→ WHAT YOU NEED TO DO
1 - In the percpu updates message, which part of the patch was backed out so the machine would boot?
2 - Please state, as a number alone, how many lines in the rows below contain the string "wading".
----- DOCUMENT SEGMENT
Re: [PATCH] percpu updates

From: Andrew Morton (akpm@zip.com.au)
Date: Sat May 04 2002 - 23:08:34 EST

Next message: Dan Kegel: "Re: khttpd newbie problem"
Previous message: Keith Owens: "Re: 2.4.19pre8aa2"
In reply to: Brian Gerst: "[PATCH] percpu updates"
Next in thread: Brian Gerst: "Re: [PATCH] percpu updates"
Reply: Brian Gerst: "Re: [PATCH] percpu updates"
Reply: Rusty Russell: "Re: [PATCH] percpu updates"
Messages sorted by: [ date ] [ thread ] [ subject ] [ author ]

Brian Gerst wrote:
>
> These patches convert some of the existing arrays based on NR_CPUS to
> use the new per cpu code.
>

Brian, I tested this patch (rediffed against 2.5.13, below)
on the quad Xeon and it failed.

The machine died when bringing up the secondary CPUs
("CPU#3 already started!" and "Unable to handle kernel...")

I backed out the sched.c part and the machine booted. So
I guess the secondary CPU bringup code uses the scheduler
somehow.

And again, the numbers in /proc/meminfo are whacko:

LowFree: 94724 kB
SwapTotal: 4000040 kB
SwapFree: 3999700 kB
Dirty: 7232 kB
Writeback: 4294967264 kB

Which never happens with the open-coded per-cpu accumulators.
After a normal boot I see:

LowFree: 95804 kB
SwapTotal: 4000040 kB
SwapFree: 3999940 kB
Dirty: 1356 kB
Writeback: 0 kB

Now, it may be that some pages are being marked dirty before
the per-cpu areas are set up, but there's no way in which
any pages will have been marked for writeback by that time, so
that "-32" value is definitely wrong.
----------
----- PROVIDED DATA
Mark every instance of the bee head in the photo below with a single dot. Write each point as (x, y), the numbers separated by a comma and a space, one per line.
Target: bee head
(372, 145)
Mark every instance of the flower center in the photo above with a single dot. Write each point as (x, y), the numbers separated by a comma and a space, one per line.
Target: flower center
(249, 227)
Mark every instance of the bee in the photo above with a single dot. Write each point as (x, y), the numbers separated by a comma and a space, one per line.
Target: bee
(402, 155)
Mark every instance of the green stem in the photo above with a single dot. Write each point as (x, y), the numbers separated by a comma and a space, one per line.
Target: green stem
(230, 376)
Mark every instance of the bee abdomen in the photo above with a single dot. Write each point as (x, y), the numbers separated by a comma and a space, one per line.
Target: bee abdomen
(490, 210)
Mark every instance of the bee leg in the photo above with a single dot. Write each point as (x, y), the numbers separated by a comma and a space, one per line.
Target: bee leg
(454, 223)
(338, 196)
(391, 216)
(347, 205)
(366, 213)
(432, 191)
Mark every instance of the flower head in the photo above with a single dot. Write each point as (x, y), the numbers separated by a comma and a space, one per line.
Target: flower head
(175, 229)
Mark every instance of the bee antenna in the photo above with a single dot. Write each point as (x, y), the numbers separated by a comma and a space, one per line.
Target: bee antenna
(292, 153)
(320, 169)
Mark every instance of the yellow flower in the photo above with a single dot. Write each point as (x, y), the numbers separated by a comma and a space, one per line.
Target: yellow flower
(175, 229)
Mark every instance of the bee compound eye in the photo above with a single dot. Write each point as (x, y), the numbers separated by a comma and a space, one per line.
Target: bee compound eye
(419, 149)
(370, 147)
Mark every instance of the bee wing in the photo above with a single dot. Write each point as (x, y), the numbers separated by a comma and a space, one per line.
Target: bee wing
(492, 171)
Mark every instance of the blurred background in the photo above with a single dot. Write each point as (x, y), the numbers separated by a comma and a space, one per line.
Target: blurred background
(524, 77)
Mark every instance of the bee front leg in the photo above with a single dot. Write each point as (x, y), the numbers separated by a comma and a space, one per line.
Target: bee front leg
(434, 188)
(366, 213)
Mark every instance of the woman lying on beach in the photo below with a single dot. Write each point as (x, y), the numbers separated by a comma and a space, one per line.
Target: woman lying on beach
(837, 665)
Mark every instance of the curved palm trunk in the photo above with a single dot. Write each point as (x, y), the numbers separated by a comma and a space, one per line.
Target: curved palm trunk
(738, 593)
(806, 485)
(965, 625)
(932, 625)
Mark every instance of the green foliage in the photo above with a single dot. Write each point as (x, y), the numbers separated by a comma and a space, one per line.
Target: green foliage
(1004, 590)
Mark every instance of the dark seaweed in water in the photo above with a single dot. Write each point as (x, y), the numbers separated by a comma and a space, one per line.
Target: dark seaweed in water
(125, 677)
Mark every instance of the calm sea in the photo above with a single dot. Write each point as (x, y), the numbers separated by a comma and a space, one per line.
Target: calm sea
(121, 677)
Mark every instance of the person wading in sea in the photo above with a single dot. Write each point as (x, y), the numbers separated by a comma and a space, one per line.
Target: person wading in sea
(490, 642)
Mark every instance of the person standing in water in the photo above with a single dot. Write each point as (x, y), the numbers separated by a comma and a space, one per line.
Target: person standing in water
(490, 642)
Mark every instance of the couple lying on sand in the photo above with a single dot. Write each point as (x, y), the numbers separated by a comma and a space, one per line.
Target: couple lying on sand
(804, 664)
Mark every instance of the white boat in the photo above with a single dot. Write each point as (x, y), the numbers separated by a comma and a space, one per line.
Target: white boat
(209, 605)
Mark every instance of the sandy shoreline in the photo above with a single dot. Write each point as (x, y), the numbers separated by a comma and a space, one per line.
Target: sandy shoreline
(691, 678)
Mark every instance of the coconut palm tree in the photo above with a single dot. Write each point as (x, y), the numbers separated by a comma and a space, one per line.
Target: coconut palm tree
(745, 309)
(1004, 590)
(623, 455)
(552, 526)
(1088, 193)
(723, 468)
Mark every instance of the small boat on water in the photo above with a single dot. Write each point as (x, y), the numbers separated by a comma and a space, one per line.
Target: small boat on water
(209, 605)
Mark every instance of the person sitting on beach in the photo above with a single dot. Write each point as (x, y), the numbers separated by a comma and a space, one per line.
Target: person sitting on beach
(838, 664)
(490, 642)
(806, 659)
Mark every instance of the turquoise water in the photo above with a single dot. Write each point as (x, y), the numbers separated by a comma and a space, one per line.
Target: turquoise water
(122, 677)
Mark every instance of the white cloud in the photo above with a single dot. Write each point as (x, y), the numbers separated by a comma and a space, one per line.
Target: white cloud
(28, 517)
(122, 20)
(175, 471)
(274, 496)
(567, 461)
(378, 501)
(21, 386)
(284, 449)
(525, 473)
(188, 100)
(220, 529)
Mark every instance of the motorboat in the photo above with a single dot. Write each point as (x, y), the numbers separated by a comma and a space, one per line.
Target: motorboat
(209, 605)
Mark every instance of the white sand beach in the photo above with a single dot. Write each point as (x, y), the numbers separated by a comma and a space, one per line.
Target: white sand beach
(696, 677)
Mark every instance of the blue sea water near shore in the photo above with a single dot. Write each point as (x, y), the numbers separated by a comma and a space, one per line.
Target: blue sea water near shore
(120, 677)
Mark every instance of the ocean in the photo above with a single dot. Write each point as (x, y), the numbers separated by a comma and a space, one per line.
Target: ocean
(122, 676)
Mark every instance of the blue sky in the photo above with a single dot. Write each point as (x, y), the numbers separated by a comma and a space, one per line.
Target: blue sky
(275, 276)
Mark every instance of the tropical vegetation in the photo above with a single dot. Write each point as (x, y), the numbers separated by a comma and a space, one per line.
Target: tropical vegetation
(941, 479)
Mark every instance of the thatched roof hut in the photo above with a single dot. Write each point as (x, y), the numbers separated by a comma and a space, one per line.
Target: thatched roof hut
----------
→ IN RESPONSE
1 - The sched.c part.

2 - 2